GOAL
Copy the records below word for word, leaving every line unchanged.

DATA FOR THIS EXERCISE
----

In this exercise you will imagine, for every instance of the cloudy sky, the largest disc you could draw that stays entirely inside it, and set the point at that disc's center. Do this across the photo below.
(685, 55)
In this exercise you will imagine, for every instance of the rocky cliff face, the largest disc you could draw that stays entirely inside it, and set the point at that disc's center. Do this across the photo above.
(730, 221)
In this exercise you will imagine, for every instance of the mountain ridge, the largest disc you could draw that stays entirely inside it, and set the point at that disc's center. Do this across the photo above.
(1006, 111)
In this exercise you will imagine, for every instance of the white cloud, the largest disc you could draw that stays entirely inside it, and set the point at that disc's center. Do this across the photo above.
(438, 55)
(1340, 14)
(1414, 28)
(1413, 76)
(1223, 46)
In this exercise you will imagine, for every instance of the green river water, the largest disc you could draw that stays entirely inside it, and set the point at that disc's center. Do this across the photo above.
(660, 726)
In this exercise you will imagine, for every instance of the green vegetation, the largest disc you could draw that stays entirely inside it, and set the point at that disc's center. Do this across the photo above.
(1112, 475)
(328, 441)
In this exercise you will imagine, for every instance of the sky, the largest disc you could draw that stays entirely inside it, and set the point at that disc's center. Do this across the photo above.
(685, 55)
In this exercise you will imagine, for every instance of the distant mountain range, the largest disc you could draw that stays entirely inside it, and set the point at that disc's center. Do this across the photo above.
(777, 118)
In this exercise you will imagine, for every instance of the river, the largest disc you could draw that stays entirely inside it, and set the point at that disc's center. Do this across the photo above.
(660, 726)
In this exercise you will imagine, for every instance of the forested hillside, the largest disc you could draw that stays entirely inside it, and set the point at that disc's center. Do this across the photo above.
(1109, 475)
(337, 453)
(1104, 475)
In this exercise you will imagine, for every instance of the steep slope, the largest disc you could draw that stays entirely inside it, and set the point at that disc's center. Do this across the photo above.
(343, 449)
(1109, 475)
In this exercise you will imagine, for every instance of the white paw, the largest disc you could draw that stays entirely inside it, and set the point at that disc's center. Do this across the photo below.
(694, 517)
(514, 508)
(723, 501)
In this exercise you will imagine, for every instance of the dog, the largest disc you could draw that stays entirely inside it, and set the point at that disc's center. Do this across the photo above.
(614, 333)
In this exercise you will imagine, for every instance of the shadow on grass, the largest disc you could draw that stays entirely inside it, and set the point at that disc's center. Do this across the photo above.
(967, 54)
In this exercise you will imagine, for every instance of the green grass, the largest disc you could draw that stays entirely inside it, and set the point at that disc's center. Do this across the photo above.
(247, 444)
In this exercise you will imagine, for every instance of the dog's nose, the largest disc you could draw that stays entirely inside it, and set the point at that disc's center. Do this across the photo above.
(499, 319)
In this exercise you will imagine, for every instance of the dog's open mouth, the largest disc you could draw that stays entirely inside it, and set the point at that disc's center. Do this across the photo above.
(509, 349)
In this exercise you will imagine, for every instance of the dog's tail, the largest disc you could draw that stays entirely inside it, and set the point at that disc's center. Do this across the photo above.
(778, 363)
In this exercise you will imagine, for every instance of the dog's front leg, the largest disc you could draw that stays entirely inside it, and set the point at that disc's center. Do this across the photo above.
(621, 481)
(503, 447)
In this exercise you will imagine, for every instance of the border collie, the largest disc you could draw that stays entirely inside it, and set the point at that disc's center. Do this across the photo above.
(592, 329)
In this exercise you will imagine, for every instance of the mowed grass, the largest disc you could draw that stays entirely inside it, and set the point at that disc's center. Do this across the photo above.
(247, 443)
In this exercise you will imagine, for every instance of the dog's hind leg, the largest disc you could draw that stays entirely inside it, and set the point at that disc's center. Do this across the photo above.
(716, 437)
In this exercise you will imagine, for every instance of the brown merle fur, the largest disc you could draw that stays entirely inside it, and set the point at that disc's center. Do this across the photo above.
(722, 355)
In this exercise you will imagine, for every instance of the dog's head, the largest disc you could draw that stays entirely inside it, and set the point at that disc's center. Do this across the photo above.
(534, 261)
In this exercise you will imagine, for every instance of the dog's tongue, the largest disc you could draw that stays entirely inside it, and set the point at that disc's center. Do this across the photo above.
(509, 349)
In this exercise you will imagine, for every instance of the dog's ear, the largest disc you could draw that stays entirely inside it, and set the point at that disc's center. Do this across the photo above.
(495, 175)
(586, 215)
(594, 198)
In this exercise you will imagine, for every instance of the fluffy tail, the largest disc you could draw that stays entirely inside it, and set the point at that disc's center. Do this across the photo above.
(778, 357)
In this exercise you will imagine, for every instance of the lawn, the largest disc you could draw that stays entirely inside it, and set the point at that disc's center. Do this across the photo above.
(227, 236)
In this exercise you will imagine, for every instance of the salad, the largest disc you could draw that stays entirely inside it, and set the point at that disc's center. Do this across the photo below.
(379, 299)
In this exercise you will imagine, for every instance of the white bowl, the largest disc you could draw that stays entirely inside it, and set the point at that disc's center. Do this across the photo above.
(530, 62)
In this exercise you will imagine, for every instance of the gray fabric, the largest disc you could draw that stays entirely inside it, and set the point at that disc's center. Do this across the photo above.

----

ANSWER TO THIS PROBLEM
In this exercise you will imagine, for every instance of the cloudy sky, the largest disc you could draw that stays entirely inside it, and set the point at that disc's center. Do this across the photo below.
(685, 55)
In this exercise you will imagine, for every instance of the rocky cliff face, the largest disc you could draw that stays entirely inside it, and set the point at that disc's center. Do this across the photo above.
(730, 221)
In this exercise you will imagine, for every instance of the mountain ridge, the largest disc you could draw that stays entirely inside it, and set the point at that disc's center. Do this across the photo above.
(1006, 111)
In this exercise you will imagine, for every instance of the white cloud, the largest disc you could draw that stays entirely inside it, and set the point at that disc's center. Do this across the photo above.
(438, 55)
(1340, 14)
(1414, 28)
(1413, 76)
(1223, 46)
In this exercise you will imagine, for every instance of the green river water, the largest disc you could draw that stays entirely inside it, and set the point at that disc's center. Do this across the photo above.
(660, 726)
In this exercise you will imagine, for every instance of the green vegetation, the largest disc you could draw that stays entirely inside it, and set the point at that disc's center. Do this across the photo above.
(1112, 475)
(328, 441)
In this exercise you will imagine, for every instance of the sky, the largest disc you could draw that stays entirely inside it, and set the point at that disc's center. Do this across the photo above.
(685, 55)
In this exercise you will imagine, for every instance of the distant mountain range, the largest disc you could draw that stays entirely inside it, and set the point at that disc's center. Do this across the photo above.
(777, 118)
In this exercise you will imagine, for every instance of the river, the largest disc you could draw that stays entirely inside it, and set the point at that disc's center. Do this across the photo above.
(660, 726)
In this exercise you will imagine, for every instance of the forested hillside, the largest disc you could draw that stays entirely inside it, and set the point at that disc's center. Do this across the photo above.
(1109, 475)
(337, 453)
(1104, 475)
In this exercise you will imagine, for every instance of the steep slope, the largest disc you could draw that stays entirely inside it, and set the point at that disc's center. Do this across the photo above.
(343, 449)
(1109, 475)
In this exercise you will imagine, for every instance of the white paw, the largest disc you could draw that stays entirely inside it, and set the point at that disc's center. Do this across the photo below.
(694, 517)
(514, 508)
(723, 501)
In this exercise you will imagine, for every instance of the dog, the largest disc you could draw that stays entirely inside it, and set the point at that disc's center. Do this across the photo above.
(614, 333)
In this exercise you will imagine, for every instance of the shadow on grass, the largest disc you could draw that stays entirely inside it, and set the point at that disc's center. Do this across the photo above.
(967, 54)
In this exercise you will imagine, for every instance of the green grass, the largest disc you could draw that stays entirely inside it, and set the point at that disc's center. Do this across the photo above.
(247, 444)
In this exercise you will imagine, for every instance of the dog's nose, the largest disc you could draw that stays entirely inside it, and set the point at that disc's center. Do this across the photo above.
(499, 319)
In this exercise you will imagine, for every instance of the dog's open mouth, the largest disc you could draw that stays entirely inside it, and set the point at that disc's center. Do this across the photo above.
(509, 349)
In this exercise you will imagine, for every instance of the dog's tail, the largest disc you could draw that stays entirely inside it, and set the point at that disc's center. Do this across the photo above.
(778, 363)
In this exercise you will imagine, for every instance of the dog's front leg, the largest disc you could draw that stays entirely inside it, and set the point at that disc's center. Do this across the photo above.
(621, 481)
(503, 447)
In this exercise you will imagine, for every instance of the border collie, the largest disc you could draw that stays entirely inside it, and set the point at that disc's center. Do this across the photo above.
(592, 329)
In this exercise you will imagine, for every instance of the mowed grass, the largest disc you could draw that stays entirely inside it, and set the point at that disc's center. Do this across the photo above.
(247, 443)
In this exercise you will imagine, for every instance of the dog's hind leg, the largest disc you could draw that stays entirely inside it, and set the point at that disc's center. Do this across the photo above.
(716, 437)
In this exercise you will imagine, for every instance of the brown merle fur, the largest disc you could draw that stays entirely inside it, and set the point at that disc's center. Do this across the photo above.
(722, 355)
In this exercise you will imagine, for every instance of the dog's head, the largest disc you could draw that stays entirely inside it, and set the point at that disc's center. Do this across the photo above.
(534, 261)
In this exercise you will imagine, for every instance of the dog's tongue, the largest disc you could draw that stays entirely inside it, and set the point at that disc's center. Do this across the photo above.
(509, 349)
In this exercise you will imagine, for every instance of the dog's ear, the largest disc you could draw that stays entirely inside it, and set the point at that disc's center. Do this across the photo above.
(495, 175)
(586, 215)
(594, 198)
In this exercise you will imagine, for every instance of the fluffy tail, the largest disc you could draw that stays entirely inside it, and set the point at that disc's center. Do this across the photo above.
(778, 357)
In this exercise you will imagine, for every instance of the lawn, the largest disc you could draw that stays entirely inside it, and set the point at that disc's center. Do this across the photo above.
(227, 236)
In this exercise you will imagine, for every instance of the salad, the largest disc you could draw that stays entirely inside it, and set the point at that disc's center. Do this across the photo below.
(379, 299)
In this exercise you will imagine, for every instance of the white bowl, the largest disc you could draw that stays entirely inside it, and set the point at that disc's center. Do this across the photo above.
(530, 62)
In this exercise you will imagine, for every instance of the gray fabric, the largest disc you could draw that stays entirely inside it, and set the point at that disc's center. Do this across the photo above.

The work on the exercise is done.